* **Task**
Write out the lines from the first one through the line containing "answer field: every" as a numbered list, leaving out any blank lines.

Spatial annotation records
════════

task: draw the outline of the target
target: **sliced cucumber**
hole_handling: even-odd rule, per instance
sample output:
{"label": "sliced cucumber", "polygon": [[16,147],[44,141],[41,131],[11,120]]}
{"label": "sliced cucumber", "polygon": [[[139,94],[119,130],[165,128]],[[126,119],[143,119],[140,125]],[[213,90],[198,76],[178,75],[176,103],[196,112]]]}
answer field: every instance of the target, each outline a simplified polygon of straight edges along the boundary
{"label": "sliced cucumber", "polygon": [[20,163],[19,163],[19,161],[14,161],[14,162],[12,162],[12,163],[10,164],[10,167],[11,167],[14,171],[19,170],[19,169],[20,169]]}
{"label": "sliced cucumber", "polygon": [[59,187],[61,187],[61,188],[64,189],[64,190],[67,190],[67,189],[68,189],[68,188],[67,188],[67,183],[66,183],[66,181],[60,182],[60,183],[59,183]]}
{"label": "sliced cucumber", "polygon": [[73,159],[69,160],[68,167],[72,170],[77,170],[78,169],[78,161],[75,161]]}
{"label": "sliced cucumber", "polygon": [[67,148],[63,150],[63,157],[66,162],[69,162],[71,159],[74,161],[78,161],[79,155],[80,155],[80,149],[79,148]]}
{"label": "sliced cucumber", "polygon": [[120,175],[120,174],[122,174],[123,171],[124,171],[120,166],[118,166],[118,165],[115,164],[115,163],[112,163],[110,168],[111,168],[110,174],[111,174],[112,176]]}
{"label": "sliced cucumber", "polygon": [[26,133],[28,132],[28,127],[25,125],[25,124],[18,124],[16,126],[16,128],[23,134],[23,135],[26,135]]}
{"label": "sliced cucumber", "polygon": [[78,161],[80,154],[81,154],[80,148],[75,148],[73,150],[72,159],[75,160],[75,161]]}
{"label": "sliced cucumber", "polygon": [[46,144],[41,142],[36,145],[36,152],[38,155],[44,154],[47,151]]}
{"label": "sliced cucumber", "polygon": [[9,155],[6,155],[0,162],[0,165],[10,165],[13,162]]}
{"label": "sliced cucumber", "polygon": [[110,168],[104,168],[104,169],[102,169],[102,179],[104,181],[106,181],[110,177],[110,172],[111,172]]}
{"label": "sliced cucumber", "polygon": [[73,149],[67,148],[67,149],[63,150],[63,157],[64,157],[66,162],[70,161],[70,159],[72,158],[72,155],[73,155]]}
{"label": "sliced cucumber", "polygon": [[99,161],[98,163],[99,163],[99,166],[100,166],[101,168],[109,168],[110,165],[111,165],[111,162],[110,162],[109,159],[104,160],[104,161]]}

════════

* **The reply**
1. task: draw the outline of the target
2. target: **sliced cucumber**
3. hole_handling: even-odd rule, per instance
4. sample output:
5. {"label": "sliced cucumber", "polygon": [[16,147],[44,141],[41,131],[11,120]]}
6. {"label": "sliced cucumber", "polygon": [[[139,94],[119,130],[165,128]],[[126,119],[143,119],[140,125]],[[213,90],[198,76],[178,75],[176,103],[196,112]]]}
7. answer field: every instance of the target, each outline a simplified polygon of straight edges along the boundary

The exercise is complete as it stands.